Source excerpt |
— Begin —
Other factors impacting availability of trees across the U.S. include wildfires in the Pacific Northwest and a pine tree pest infestation in the South, according to the American Christmas Tree Association.
However, Wisconsin growers want to reassure consumers that they'll have their tree this year.
"Anybody that wants a real tree should be able to get one," Cheryl Nicholson of the Wisconsin Christmas Tree Producers Association said.
Wisconsin is the fifth largest producer of Christmas trees in the nation, and Christmas trees contribute $50 million to the state's economy.
Nicholson also explained that Christmas trees take 10-12 years to reach full maturity. So while there could be fewer trees if a smaller number were planted 10-12 years ago than normal, it doesn't mean there's a shortage to panic about.
Wisconsin's 74th Alice in Dairyland Julia Nunes launched the official tree cutting season at Hann's Christmas Tree Farm in Oregon, Wis. by cutting down a tree in front of supporters.
"My family, we always pick a real Christmas tree," Nunes said. "It's a natural product, it's biodegradable, it won't fill up a landfill... but it doesn't feel like Christmas without a real Christmas tree. It's about the whole experience."
"With supply chain disruptions facing this holiday season, it is a great time to support Wisconsin tree growers with the purchase of a real tree,” said Cassie Sonnentag, Wisconsin Farm Bureau Federation’s Director of Media Relations and Outreach. “A recent survey indicated that 25% of respondents who put up an artificial tree in 2020 indicated that they will put up a real tree in 2021.”
— End —
Dataset entries |
— Begin —
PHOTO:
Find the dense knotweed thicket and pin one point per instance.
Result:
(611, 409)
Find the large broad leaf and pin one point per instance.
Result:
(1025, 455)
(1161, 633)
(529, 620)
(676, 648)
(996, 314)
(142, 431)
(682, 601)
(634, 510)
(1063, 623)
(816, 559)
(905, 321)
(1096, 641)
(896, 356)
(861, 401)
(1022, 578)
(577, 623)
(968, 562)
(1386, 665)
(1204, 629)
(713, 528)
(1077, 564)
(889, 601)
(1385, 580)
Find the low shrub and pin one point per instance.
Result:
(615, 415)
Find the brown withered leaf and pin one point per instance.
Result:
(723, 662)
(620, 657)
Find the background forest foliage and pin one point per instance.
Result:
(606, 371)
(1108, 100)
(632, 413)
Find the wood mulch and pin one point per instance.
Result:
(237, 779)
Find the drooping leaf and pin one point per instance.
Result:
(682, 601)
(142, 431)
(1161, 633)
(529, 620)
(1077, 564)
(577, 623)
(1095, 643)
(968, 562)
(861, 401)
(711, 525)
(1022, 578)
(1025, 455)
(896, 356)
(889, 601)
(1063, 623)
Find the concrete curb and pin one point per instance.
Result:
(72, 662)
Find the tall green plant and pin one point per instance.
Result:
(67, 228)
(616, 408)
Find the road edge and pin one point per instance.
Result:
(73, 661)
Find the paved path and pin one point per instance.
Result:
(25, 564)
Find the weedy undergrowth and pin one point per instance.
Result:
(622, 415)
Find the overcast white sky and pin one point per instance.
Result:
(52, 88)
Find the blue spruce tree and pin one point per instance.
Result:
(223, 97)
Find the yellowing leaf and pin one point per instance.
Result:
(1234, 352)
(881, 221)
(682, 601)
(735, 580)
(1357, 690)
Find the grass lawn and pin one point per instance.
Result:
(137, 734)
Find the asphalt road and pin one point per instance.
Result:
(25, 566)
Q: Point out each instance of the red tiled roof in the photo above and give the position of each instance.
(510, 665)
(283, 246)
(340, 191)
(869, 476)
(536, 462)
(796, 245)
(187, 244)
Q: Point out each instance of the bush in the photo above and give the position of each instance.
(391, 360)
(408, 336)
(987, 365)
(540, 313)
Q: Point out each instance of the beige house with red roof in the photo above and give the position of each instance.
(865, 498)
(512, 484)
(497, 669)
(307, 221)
— End —
Goals |
• A. Write out the part of the Christmas tree article from "Other factors impacting" up to and including "Christmas Tree Association.".
• B. In the Christmas tree article, shorten the paragraph that begins "Nicholson also explained" while keeping its main facts.
• C. Carry on the Christmas tree article from where it stops.
The records have no connection to the Christmas tree article.

Results for the exercise |
• A.
Other factors impacting availability of trees across the U.S. include wildfires in the Pacific Northwest and a pine tree pest infestation in the South, according to the American Christmas Tree Association.

• B. Nicholson said Christmas trees need 10-12 years to mature, so a smaller planting 10-12 years ago could mean fewer trees now, but that is not a shortage to panic about.

• C.
Greg Hann, owner of Hann's Christmas Tree Farm for 21 years, affirmed that there's no scare of a Christmas tree shortage, but it's good to think ahead about what kind of tree you want. Hann said to make sure to measure the height of your ceilings, and if you're able to properly care for a live tree inside your home.
"It's just like a cut flower. Try to keep it fresh," Hann said, and suggested tree stands that hold at least a gallon of water.
Hann's Christmas Tree Farm sells approximately 5,000-6,000 trees per year.
Hann recommended that consumers use the interactive map ‘Find a Real Tree’ on the Wisconsin Christmas Tree Producers Association’s website at www.christmastrees-wi.org. He noted that consumers may need to be flexible in choosing a tree.
“Harvest went good for tree growers and there are plenty of trees available,” according to Hann.